**SUPPLIED TEXT:**
■ ■ ■

The Pensions and Lifetime Savings Association has published a revised version of its Corporate Governance Policy and Voting Guidelines. The guidelines aim to assist members in promoting the long-term success of the companies in which they invest and ensuring that the management of these companies are held accountable to shareholders. One of the principal changes is the addition of a new section on sustainability (section 13), which emphasises the importance of positive relations with key stakeholders to a company’s long-term performance and highlights climate change as a key sustainability issue.

  • In relation to stakeholder relations, the revised Guidelines indicate that shareholders should consider voting against the annual report and accounts or the re-election of the chair where they believe that key stakeholder relationships are being neglected.
  • They also recommend that where shareholder attempts have failed to encourage companies in sectors affected by climate change to provide a detailed risk assessment and response to the effect of climate change on their business, they should not support the re-election of the chair.



Between now and mid-March, the Office of the Scottish Charity Regulator (OSCR) will be carrying out research to explore the issues facing Scottish charities and to gather feedback on OSCR. The research is being carried out by Progressive Partnership Ltd, an independent market research organisation.

■ ■ ■

**REQUEST 1:** Copy everything in the governance news text from "Between now and" down to "market research organisation.", swapping "mid-March" out for "late April".
**REQUEST 2:** Carry the governance news text forward from its final sentence.

**DATA ENTRIES:**
■ ■ ■

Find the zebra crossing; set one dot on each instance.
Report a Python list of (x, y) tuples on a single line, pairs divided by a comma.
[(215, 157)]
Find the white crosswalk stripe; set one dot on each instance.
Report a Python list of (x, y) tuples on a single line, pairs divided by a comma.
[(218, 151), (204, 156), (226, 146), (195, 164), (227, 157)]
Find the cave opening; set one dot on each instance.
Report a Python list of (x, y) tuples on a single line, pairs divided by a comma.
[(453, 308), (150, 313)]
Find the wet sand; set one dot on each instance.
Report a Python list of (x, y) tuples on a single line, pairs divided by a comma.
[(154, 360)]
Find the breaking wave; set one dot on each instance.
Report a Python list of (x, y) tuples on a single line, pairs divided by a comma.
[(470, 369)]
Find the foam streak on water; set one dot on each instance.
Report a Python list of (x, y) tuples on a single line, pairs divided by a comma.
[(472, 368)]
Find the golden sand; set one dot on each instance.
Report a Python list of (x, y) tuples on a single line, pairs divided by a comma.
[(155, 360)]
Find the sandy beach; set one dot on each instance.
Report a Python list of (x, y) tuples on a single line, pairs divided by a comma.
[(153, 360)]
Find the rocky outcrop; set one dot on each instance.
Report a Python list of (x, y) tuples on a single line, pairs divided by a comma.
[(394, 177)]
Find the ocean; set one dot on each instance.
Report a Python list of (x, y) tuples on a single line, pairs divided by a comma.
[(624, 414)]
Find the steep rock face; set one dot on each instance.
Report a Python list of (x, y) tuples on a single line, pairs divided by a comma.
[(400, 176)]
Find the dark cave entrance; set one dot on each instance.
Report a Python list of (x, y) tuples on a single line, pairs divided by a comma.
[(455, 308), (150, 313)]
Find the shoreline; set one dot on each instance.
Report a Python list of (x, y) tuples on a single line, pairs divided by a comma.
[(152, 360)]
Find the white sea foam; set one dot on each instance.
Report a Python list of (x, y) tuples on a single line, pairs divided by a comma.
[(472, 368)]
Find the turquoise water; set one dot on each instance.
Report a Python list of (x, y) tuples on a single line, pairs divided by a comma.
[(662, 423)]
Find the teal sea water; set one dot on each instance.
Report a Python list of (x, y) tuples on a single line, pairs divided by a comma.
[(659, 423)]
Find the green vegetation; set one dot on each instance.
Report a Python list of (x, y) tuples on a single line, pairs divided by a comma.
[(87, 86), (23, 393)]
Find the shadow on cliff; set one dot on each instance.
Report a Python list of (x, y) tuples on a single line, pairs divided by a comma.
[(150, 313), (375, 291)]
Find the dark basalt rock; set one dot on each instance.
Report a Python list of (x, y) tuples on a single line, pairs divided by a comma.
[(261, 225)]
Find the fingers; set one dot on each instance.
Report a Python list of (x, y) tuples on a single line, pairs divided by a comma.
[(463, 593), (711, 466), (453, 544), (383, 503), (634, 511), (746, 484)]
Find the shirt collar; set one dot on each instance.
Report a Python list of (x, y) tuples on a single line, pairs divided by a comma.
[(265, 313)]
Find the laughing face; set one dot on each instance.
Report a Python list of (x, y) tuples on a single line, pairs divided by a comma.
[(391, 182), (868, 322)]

■ ■ ■

**EXPECTED OUTPUT 1:**
Between now and late April, the Office of the Scottish Charity Regulator (OSCR) will be carrying out research to explore the issues facing Scottish charities and to gather feedback on OSCR. The research is being carried out by Progressive Partnership Ltd, an independent market research organisation.

**EXPECTED OUTPUT 2:**
Northern Ireland

The Charity Commission for Northern Ireland (CCNI) has announced that it has opened a statutory inquiry into charity 100 Help the Homeless (NIC100203), which runs a drop-in and advice centre in Belfast city centre. This is the first CCNI inquiry into a charity which is in default of its annual reporting obligations; the inquiry will focus on the financial controls of the charity, as well as looking at other issues relating to governance and administration. CCNI has also given notice of its intention to remove a trustee of this charity.

CCNI has updated its list of charities which have been in default of annual reporting obligations for more than six months.

We mentioned last week that the Charity Commission for Northern Ireland (CCNI) has changed the name of its registration list, which has become the “combined list”. If a charity has been registered by the CCNI, it can be searched for via the public register of charities. If, on the other hand, a charity is not yet registered, users can check to ensure that they are known to the CCNI buy using the online combined list. The CCNI is also encouraging anyone who knows of a charity that is not listed on either of the above lists, to contact them.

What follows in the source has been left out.